### YOUR INSTRUCTIONS
Lines from the one containing "Would you be able to indicate the ram's hoof" through the last line of the data are to be repeated word for word, both ends included.

### DATA SHOWN
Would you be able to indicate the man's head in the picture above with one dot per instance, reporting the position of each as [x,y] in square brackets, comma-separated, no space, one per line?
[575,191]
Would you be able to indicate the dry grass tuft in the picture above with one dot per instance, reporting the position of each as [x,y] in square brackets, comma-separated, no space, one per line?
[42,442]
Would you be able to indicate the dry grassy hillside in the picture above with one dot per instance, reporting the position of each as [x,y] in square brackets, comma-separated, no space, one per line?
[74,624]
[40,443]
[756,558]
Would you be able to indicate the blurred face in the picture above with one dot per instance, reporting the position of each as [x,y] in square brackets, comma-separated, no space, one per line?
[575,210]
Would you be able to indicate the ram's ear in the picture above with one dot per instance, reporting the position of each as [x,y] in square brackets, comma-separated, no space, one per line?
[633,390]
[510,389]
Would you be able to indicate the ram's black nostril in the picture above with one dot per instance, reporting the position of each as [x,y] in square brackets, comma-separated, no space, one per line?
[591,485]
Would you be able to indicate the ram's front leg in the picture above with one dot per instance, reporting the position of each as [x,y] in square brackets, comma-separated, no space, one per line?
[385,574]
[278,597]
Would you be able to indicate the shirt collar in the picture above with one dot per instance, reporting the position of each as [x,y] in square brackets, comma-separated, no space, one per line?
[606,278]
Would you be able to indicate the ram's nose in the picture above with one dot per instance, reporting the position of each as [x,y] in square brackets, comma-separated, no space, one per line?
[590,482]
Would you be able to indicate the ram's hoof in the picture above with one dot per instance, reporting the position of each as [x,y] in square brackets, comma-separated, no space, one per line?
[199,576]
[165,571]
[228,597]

### REPLY
Would you be able to indicate the ram's hoof in the picture above with one dot per instance, reporting the position of each as [x,y] in square brackets, comma-separated, no space, one per line?
[199,576]
[165,571]
[228,597]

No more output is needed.